**Your assignment**
Print the records below exactly. Omit every picture.

Saved entries:
^^^^^^^^
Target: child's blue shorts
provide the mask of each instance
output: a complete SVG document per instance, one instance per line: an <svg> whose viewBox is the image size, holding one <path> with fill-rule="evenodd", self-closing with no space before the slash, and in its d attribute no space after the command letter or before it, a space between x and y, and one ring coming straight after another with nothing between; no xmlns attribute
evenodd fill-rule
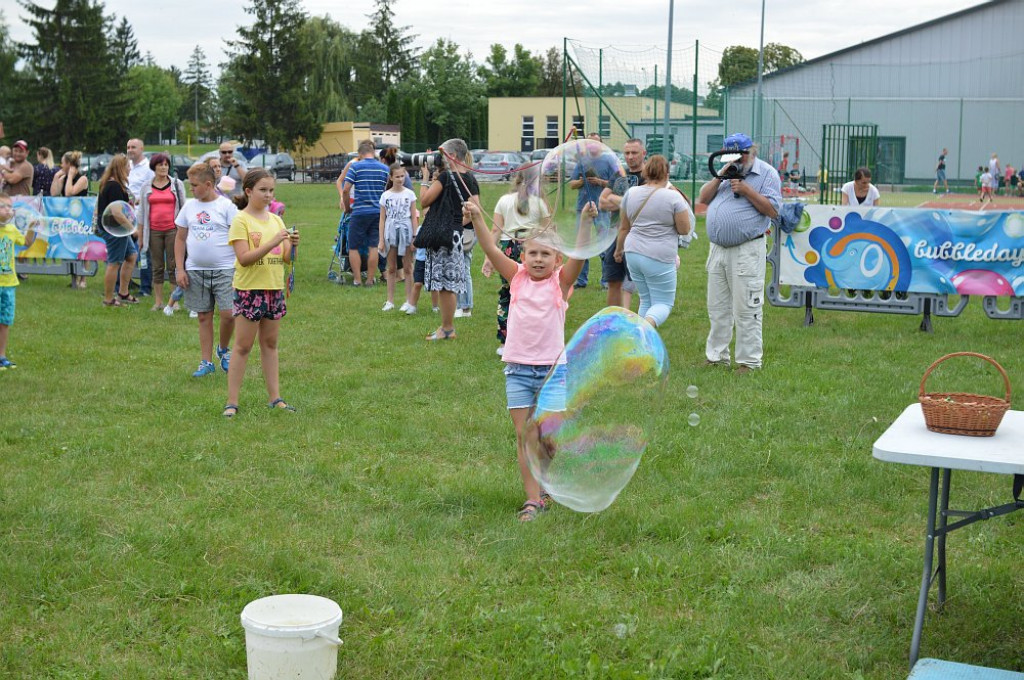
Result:
<svg viewBox="0 0 1024 680"><path fill-rule="evenodd" d="M14 286L0 288L0 326L14 324Z"/></svg>
<svg viewBox="0 0 1024 680"><path fill-rule="evenodd" d="M540 394L540 388L550 371L550 365L505 364L505 397L508 399L508 407L531 408L536 405L542 411L564 411L565 364L558 364L547 389Z"/></svg>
^^^^^^^^
**Task response**
Target: child's blue shorts
provide the mask of each instance
output: a complete SVG document per instance, one instance per line: an <svg> whose viewBox is the image size, holding one <path> with fill-rule="evenodd", self-closing with no space before the slash, and in its d attribute no space after the command letter or before it, a space between x and y, and one ring coming straight after another with nothing between; no xmlns attribute
evenodd fill-rule
Result:
<svg viewBox="0 0 1024 680"><path fill-rule="evenodd" d="M14 286L0 288L0 326L14 324Z"/></svg>
<svg viewBox="0 0 1024 680"><path fill-rule="evenodd" d="M540 394L540 388L550 371L550 365L505 364L505 397L508 399L508 407L531 408L536 405L542 411L564 411L565 364L558 364L547 389Z"/></svg>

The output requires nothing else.